## SOURCE TEXT
● ● ● ● ●
The two CDs, each containing over 70 minutes of strikingly original music, offer significantly improved sound over the limitations of the original LPs. Dockstader carefully supervised the transfer from his original master tapes to the final digital masters. The Washington Post notes that the extraordinary sound of the CDs "at last, is equal to the remarkable sounds Dockstader has produced."
These Starkland CDs have received extensive praise in the media. For example, The Wire wrote that "The obsessive care with which Starkland have compiled these extraordinary recordings should ensure that Dockstader will be remembered as the innovative, visionary figure he undoubtedly was."
The first CD opens with Water Music. Dockstader comments that the piece "began with the sound of water; there is little else in the piece… There are six short parts, each one of varying degrees of density, acceleration, loudness. Some are lyrical, some violent – both, I feel, are qualities of water."
This CD also presents the darkly ominous, 45-minute work many regard as Dockstader's musique concrete masterpiece, Quatermass. The composer offers some thoughts about this extraordinary piece:
"Quatermass was intended, from the start, to be a very dense, massive, even threatening, work of high levels and high energy… By the time I did Quatermass, I guess I had a library of around 300,000 feet of tape (125 hours at 15 ips). From this mass, I would select cells that seemed like they might work together into a piece... I'd guess the forty-six minutes of Quatermass were wrenched out of probably a dozen hours of mixed tape... Song and Lament does indeed have a song and a lament. Tango, although it doesn’t start like a tango, becomes something like a tango, and Parade is sort of a pompous, John Philips Sousa crashing about. Flight continues the source-ideas of Tango on a darker level, and the final part, Second Song, is a long working-out of the energies, and an attempt at balancing the weights, of the first four parts."
The CD also offers Two Moons of Quatermass, unused sections from Quatermass that were heard on this CD for the first time. Dockstader writes that "Two Moons of Quatermass were spin-offs from Quatermass: they were flung out, in the long process of editing, as outs... They separated themselves from the main work because: the first Moon was too languid to work into Quatermass, and the second Moon was more playfully chaotic than Quatermass."
Reviewing this CD, one New Zealand critic concludes that "This crushingly good 73:11 disc...is the best that I've heard...never been surpassed...a masterpiece!" And Fanfare calls the disc is "an astounding technical and artistic success."
Anyone who has an interest in musique concrete and electronic music should hear Tod Dockstader's powerful, classic organized sound.
● ● ● ● ●
(Saved entries)
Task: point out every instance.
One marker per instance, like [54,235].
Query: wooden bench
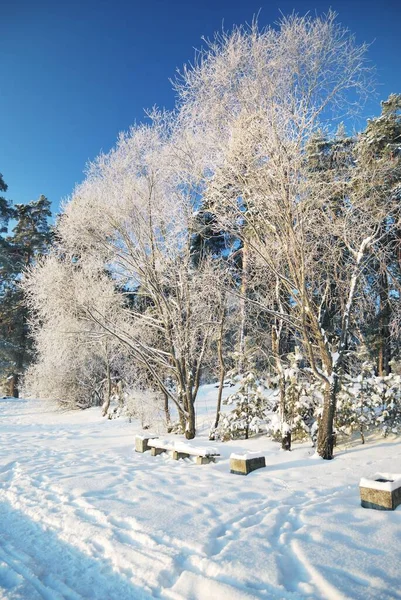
[182,450]
[381,492]
[243,464]
[142,442]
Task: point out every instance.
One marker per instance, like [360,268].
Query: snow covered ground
[84,516]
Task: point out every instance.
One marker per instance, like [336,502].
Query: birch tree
[256,98]
[135,213]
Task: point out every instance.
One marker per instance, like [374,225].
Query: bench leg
[141,445]
[156,451]
[204,460]
[177,455]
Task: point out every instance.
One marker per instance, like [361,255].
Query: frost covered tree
[134,215]
[30,239]
[74,359]
[256,98]
[249,411]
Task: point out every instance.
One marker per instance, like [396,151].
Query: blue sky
[73,74]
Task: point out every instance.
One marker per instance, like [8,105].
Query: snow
[393,482]
[246,455]
[84,516]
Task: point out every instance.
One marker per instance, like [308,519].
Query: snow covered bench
[243,464]
[142,442]
[204,455]
[382,492]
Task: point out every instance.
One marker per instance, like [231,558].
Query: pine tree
[248,414]
[380,145]
[29,239]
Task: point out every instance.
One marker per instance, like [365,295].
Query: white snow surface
[393,482]
[83,516]
[246,455]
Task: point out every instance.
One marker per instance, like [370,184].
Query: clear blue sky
[75,73]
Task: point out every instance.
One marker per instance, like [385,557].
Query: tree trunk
[190,430]
[326,437]
[384,354]
[285,430]
[221,379]
[242,332]
[106,403]
[167,412]
[13,386]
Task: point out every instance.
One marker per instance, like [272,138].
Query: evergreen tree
[249,412]
[29,240]
[380,146]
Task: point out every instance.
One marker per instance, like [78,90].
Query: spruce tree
[28,241]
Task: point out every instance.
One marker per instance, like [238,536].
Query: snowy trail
[83,516]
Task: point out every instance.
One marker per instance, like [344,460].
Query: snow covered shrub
[249,413]
[369,402]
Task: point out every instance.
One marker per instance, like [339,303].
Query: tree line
[244,232]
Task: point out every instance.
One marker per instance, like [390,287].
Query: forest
[250,237]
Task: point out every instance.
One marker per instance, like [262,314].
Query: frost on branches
[248,416]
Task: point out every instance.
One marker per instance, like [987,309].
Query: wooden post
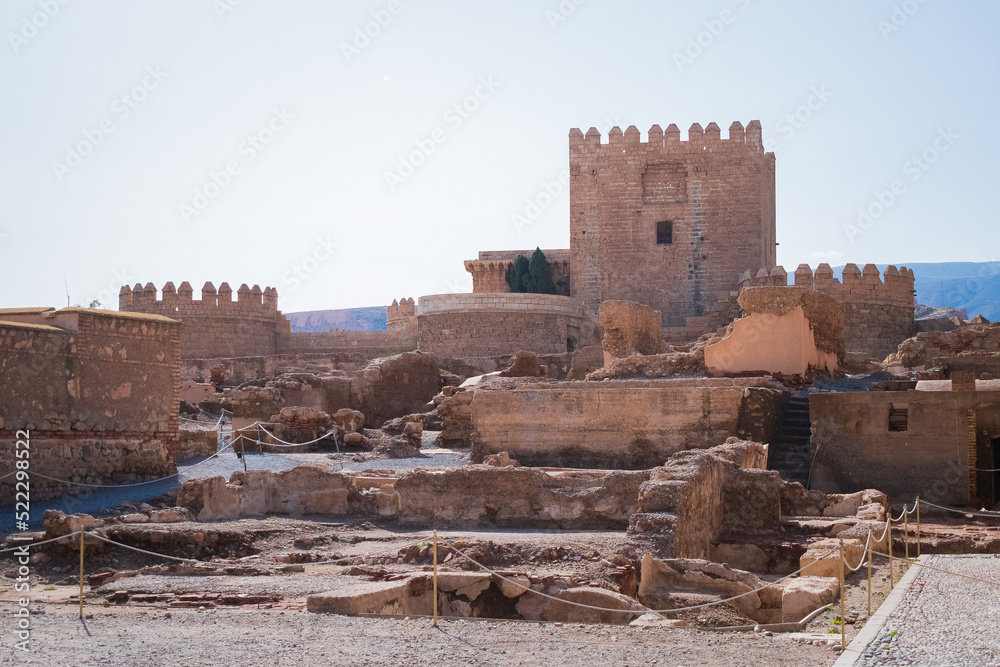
● ● ● ● ●
## ACTIONS TO TAKE
#1 Answer these questions using the text about the Dockstader CDs.
(a) Who supervised the transfer from the original master tapes to the final digital masters?
(b) How many short parts does Water Music have?
(c) What reason is given for the first Moon separating from Quatermass?
#2 Repeat, word for word, the passage of the text about the Dockstader CDs from "The CD also" up to and including "classic organized sound.".

## RESULTS FOR THE EXERCISE
#1
(a) Dockstader supervised it.
(b) Water Music has six short parts.
(c) The first Moon was too languid to work into Quatermass.

#2
The CD also offers Two Moons of Quatermass, unused sections from Quatermass that were heard on this CD for the first time. Dockstader writes that "Two Moons of Quatermass were spin-offs from Quatermass: they were flung out, in the long process of editing, as outs... They separated themselves from the main work because: the first Moon was too languid to work into Quatermass, and the second Moon was more playfully chaotic than Quatermass."
Reviewing this CD, one New Zealand critic concludes that "This crushingly good 73:11 disc...is the best that I've heard...never been surpassed...a masterpiece!" And Fanfare calls the disc is "an astounding technical and artistic success."
Anyone who has an interest in musique concrete and electronic music should hear Tod Dockstader's powerful, classic organized sound.